### Exercise inputs:
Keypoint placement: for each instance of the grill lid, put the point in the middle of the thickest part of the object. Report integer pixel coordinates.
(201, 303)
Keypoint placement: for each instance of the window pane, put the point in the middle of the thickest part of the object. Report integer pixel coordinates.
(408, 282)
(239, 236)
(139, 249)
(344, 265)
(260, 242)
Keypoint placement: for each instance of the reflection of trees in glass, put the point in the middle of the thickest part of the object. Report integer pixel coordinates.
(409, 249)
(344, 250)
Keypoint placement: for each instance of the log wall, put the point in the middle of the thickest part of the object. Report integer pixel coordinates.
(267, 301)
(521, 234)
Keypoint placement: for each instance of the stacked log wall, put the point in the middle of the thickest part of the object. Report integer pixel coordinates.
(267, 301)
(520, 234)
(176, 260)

### Work to do:
Print the line containing "Keypoint placement: for each instance of the reflection" and every line after it to the end of the records above, exactly as written, and nothing else.

### Solved problem:
Keypoint placement: for each instance of the reflection of trees in glass, put the point in the middle of the thickest part of the object. Report integer pixel coordinates.
(409, 249)
(344, 250)
Keypoint placement: for each instance of the log wall, put the point in the middle of the thickest part of the object. Report integer pixel coordinates.
(267, 301)
(521, 234)
Keypoint placement: for each instance of the stacked log wall, put the point in the middle of the thickest part of the object. Report integer pixel coordinates.
(267, 301)
(520, 234)
(176, 260)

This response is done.